EXERCÍCIO CURTO A:
No trecho sobre participação social, quantos tipos de conselhos a CF88 prevê?

TRECHO FORNECIDO:
"""
Ligado 14 Julho 2014.
“Todo o poder emana do povo, que o exerce por meio
de representantes eleitos ou diretamente”,
reza o parágrafo único do Art. 1º da Constituição Federal de 1988 (CF88). Por
outro lado, o Título VIII, “Da Ordem Social”, estabelece várias formas de
participação, sendo que o Art. 204, ao tratar da assistência social, define
especificamente diretrizes para a descentralização político-administrativa e a
participação popular na formulação de políticas públicas setoriais.
Por Venício Lima*, na revista Teoria
e Debate (edição 126)
Na CF88 está prevista a instalação de quinze tipos
de conselhos, diferenciados por sua inserção normativa, vinculação, atuação,
composição, competência e natureza. Regulamentados por lei complementar,
inúmeros funcionam rotineiramente, e esse funcionamento passou a ser condição
legal para o repasse de recursos financeiros da União e dos estados. Outros
cumprem funções relativas à avaliação de instituições públicas.
A diretriz constitucional da descentralização
político-administrativa e da participação popular tem sido diretamente
responsável por resultados positivos na formulação e avaliação de políticas
públicas de setores de direitos fundamentais, há anos.
Apesar de tudo isso, o Decreto nº 8.243 de 23 de
maio, que cria a Política Nacional de Participação Social (PNPS), tem provocado
uma irritada reação das forças conservadoras. Na Câmara dos Deputados, a
oposição faz obstrução da pauta e ameaça impedir a votação de qualquer projeto
de lei até que o decreto seja revogado. Além de líderes partidários, editoriais
e colunistas de jornais tradicionais têm atacado a PNPS.
"""
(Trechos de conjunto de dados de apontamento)
"""
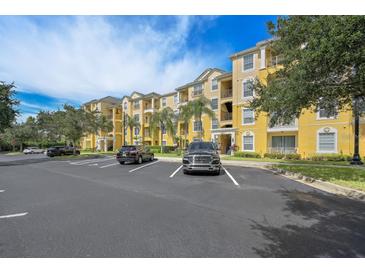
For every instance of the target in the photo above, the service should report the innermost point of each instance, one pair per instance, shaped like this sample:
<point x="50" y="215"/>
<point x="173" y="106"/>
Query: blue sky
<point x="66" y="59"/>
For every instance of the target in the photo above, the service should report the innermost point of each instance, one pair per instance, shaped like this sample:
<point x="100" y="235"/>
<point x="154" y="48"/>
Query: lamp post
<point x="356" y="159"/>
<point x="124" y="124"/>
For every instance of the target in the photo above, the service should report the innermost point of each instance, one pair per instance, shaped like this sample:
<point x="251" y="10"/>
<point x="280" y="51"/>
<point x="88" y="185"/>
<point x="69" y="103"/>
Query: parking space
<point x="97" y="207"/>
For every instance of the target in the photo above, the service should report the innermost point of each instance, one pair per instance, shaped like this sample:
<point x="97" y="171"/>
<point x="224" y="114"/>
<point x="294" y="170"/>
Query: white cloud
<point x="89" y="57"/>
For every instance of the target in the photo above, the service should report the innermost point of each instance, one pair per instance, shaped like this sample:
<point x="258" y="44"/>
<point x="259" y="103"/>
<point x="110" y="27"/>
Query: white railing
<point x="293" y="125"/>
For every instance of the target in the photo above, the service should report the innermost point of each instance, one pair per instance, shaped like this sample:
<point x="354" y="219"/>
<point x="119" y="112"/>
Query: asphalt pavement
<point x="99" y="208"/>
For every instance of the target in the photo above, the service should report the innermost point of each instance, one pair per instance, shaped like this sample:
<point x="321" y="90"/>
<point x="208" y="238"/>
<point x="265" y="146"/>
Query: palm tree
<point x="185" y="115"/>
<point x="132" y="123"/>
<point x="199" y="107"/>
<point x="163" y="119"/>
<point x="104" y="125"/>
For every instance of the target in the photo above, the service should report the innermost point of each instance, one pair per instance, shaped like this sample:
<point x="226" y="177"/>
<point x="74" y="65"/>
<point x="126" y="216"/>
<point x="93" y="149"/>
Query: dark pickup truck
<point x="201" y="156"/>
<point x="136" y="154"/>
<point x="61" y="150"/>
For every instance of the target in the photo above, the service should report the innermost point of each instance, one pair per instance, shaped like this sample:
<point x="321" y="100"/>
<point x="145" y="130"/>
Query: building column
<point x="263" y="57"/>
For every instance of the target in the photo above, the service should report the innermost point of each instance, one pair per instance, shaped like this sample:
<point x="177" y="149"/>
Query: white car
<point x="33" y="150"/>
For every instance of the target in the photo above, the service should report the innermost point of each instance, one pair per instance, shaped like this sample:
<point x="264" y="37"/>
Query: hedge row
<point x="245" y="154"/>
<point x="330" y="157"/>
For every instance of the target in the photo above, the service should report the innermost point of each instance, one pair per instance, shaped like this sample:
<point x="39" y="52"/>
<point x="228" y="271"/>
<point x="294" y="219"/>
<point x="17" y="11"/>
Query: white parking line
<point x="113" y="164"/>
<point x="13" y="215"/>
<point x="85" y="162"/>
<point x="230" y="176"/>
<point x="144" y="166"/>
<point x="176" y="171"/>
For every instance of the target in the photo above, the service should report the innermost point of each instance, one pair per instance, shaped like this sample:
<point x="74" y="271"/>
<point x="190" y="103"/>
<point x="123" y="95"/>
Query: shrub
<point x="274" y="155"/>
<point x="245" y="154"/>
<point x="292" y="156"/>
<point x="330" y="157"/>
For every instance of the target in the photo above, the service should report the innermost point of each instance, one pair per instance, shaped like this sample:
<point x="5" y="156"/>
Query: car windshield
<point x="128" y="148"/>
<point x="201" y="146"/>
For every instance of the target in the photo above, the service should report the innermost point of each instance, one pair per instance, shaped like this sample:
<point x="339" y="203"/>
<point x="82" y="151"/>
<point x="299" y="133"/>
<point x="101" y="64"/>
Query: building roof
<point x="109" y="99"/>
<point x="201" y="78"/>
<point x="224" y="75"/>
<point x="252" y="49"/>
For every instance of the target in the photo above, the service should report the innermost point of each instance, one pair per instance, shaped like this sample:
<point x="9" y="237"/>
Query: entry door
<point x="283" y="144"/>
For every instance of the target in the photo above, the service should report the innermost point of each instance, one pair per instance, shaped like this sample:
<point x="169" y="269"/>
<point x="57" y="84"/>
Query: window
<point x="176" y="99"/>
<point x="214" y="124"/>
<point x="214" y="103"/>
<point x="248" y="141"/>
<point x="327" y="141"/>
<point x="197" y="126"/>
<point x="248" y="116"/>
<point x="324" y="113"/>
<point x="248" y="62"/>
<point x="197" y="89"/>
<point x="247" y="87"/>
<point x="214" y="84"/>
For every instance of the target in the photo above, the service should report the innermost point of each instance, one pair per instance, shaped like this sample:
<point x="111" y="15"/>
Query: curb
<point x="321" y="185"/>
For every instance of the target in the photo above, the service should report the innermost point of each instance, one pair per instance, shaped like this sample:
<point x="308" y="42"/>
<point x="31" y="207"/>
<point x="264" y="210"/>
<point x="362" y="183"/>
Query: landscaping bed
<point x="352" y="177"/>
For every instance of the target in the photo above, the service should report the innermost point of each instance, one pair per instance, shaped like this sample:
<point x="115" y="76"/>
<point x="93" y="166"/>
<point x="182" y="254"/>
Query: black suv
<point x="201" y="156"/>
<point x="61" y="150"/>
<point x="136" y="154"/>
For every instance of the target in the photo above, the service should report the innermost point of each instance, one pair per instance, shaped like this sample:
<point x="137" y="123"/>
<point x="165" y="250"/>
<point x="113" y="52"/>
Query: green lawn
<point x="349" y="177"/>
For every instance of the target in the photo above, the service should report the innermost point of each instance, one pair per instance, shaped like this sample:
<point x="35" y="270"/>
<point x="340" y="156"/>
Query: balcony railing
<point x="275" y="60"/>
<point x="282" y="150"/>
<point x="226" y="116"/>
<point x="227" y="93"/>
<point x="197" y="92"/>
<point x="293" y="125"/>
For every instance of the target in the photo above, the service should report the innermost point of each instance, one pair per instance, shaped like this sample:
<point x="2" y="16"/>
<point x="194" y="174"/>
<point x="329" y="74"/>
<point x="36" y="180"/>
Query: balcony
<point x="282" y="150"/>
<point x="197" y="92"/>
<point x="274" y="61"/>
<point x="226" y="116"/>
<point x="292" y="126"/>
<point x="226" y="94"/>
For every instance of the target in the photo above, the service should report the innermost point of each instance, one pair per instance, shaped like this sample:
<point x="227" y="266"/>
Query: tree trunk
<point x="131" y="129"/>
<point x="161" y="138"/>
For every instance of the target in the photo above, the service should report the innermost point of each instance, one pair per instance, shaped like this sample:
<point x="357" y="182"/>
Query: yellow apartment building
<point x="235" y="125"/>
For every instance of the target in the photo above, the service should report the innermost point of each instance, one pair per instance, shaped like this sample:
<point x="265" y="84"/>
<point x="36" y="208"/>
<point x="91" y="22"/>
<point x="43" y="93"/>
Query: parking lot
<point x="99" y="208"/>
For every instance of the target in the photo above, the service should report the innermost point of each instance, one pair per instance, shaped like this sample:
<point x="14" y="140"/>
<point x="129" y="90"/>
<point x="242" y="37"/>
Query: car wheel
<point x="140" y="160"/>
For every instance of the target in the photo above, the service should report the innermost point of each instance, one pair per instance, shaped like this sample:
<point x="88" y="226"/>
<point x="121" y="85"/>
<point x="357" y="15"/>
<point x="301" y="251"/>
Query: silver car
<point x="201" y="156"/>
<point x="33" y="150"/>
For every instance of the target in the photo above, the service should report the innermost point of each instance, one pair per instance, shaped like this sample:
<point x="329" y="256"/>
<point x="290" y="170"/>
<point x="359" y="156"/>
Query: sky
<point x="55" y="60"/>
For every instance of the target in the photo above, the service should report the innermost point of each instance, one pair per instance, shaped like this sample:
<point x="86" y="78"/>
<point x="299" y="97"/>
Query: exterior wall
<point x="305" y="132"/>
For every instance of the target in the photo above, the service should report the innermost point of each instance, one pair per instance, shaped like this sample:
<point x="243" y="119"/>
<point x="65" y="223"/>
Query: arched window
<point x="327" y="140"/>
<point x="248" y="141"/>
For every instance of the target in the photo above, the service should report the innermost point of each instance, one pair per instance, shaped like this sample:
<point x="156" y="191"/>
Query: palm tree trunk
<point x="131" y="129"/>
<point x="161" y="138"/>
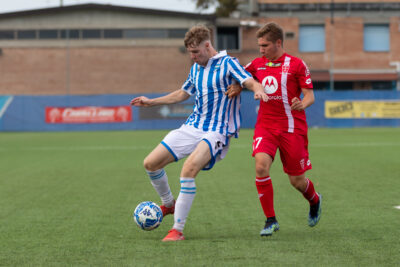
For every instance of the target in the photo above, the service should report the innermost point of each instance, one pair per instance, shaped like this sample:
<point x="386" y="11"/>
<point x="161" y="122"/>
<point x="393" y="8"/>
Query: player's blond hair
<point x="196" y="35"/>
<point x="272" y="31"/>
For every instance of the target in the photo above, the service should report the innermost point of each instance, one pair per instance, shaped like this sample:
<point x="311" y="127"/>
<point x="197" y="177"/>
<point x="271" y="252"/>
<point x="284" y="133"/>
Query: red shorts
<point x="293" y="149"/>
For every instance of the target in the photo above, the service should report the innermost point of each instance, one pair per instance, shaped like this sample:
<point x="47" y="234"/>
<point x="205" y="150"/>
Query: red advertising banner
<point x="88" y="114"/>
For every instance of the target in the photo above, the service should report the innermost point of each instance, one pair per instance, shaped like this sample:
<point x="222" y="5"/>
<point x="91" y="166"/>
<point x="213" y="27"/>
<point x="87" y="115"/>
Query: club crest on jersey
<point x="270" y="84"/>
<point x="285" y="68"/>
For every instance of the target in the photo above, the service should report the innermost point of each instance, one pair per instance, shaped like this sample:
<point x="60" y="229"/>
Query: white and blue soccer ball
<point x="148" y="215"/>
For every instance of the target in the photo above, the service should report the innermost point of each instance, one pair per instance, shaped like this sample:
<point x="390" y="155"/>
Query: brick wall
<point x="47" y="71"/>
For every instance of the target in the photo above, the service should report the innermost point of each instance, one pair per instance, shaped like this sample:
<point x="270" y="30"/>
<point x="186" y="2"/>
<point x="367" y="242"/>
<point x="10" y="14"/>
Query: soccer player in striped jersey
"""
EXERCÍCIO CURTO B:
Separe e copie cada linha das entradas que contém a palavra "blue".

RESPOSTA COMPLETA A:
Quinze tipos de conselhos.

RESPOSTA COMPLETA B:
Query: blue sky
Query: white and blue soccer ball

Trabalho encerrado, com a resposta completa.